#### [Direction]
According to the forum thread on sports fans and internet TV, how much does ESPN charge cable companies per month?

#### [Document excerpt]
# Why Sports Fans Won’t Be Cheering the Rise of Internet TV



## tsmacro (Apr 28, 2005)

The $6 a month ESPN charges cable companies for the best of pro sports like football and basketball is starting to look like a bargain.

Full article here: http://www.bloomberg.com/news/2014-10-17/why-sports-fans-won-t-be-cheering-the-rise-of-internet-tv.html


----------



## Gloria_Chavez (Aug 11, 2008)

It is a bargain to the sports fanatic.

For the non-sports fan, it's a transfer of wealth, a subsidy, to the sports fan.

Annual inflation is at 1.8%. 

Median wages have increase about 1.7% during the last twelve months.

How much will DTV and Dish increase rates in January?


----------



## mwdxer (Oct 30, 2013)

One nice thing about streaming is we can pick what services we want. No longer will I have to pay for tons of sports I will never watch. If it wasn't for all of the sports, our bills would be a lot less. I wish all of the sports would be put into a package.


----------



## mwdxer (Oct 30, 2013)

You know, if the companies charge too much, people do not need to buy the services. The pricing for sports anymore is way out of line. It has been for a number of years. My brother in law is a real sports fan. More the merrier in his World. He doesn't care what it costs. He has to have his sports. He could care less about movie channels, news, or anything else. When Dish adds a new interesting channel other than sports, he is not interested and makes comments, I would never watch that.

#### [Given entries]
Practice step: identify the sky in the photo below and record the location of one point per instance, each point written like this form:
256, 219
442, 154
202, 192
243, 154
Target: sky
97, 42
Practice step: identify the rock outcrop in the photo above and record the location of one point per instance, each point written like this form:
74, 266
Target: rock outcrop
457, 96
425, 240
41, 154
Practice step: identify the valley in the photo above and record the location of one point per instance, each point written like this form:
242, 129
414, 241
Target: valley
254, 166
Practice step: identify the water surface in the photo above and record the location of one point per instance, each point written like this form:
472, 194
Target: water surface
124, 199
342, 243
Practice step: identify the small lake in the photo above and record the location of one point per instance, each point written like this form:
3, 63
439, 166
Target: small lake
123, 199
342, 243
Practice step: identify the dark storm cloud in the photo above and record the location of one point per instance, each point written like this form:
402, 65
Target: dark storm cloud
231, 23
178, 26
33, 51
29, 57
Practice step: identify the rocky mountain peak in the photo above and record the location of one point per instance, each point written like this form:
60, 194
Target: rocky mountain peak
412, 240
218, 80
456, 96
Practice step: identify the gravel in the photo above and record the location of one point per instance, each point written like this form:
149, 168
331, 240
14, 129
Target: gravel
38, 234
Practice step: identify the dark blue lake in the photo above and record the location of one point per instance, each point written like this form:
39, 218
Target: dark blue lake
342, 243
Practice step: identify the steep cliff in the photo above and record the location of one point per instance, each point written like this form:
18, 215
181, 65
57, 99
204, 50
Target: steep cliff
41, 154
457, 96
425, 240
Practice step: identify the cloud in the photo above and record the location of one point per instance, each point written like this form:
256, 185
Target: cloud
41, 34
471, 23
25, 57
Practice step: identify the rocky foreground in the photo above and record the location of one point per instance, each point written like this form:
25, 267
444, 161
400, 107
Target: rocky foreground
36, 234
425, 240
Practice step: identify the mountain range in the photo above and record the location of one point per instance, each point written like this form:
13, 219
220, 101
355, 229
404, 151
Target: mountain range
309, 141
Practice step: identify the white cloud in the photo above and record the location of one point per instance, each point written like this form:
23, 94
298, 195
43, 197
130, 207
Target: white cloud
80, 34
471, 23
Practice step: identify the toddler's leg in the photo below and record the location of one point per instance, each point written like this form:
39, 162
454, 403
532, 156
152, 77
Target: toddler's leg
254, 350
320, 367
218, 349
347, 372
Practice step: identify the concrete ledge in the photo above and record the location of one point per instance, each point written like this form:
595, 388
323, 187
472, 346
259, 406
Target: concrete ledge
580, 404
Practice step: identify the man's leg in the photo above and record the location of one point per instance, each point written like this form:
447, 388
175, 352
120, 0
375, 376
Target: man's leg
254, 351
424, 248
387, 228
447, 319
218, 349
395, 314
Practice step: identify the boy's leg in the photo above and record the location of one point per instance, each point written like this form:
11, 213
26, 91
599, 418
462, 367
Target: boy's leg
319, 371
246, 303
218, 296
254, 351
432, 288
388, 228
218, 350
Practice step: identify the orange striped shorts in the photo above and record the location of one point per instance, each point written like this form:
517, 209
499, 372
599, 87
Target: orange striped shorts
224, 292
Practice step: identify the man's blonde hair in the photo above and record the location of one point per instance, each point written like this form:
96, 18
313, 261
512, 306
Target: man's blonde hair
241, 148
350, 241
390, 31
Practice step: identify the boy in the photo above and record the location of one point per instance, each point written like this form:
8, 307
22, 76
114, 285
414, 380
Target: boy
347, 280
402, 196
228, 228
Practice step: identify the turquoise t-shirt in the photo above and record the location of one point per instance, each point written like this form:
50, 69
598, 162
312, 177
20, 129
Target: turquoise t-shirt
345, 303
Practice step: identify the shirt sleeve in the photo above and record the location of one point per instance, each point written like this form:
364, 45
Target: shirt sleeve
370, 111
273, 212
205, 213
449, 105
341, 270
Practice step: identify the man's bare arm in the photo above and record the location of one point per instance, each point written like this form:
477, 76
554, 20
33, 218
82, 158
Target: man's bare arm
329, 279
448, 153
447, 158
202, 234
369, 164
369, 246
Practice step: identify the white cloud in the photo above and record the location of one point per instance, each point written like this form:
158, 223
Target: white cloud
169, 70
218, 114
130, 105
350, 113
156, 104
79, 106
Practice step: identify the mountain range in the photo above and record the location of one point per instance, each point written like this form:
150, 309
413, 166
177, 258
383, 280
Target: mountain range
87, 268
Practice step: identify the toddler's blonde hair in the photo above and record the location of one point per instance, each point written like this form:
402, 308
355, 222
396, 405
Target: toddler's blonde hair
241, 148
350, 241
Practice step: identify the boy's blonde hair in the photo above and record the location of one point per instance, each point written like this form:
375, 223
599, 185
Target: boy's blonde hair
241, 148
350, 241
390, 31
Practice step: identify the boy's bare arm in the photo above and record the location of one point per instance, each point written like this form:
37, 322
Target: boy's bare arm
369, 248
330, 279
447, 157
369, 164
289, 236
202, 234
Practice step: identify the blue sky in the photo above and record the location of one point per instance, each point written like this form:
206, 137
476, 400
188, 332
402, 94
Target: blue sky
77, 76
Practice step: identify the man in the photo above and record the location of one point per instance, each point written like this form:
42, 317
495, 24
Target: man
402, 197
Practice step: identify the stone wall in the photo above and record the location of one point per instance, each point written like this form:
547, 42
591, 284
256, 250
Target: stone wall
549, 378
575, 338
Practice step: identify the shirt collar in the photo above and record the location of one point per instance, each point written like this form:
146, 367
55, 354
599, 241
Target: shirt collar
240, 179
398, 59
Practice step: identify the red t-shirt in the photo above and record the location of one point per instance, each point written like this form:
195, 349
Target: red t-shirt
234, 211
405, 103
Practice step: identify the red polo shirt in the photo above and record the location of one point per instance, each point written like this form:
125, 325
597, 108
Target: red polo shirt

#### [Result]
$6 a month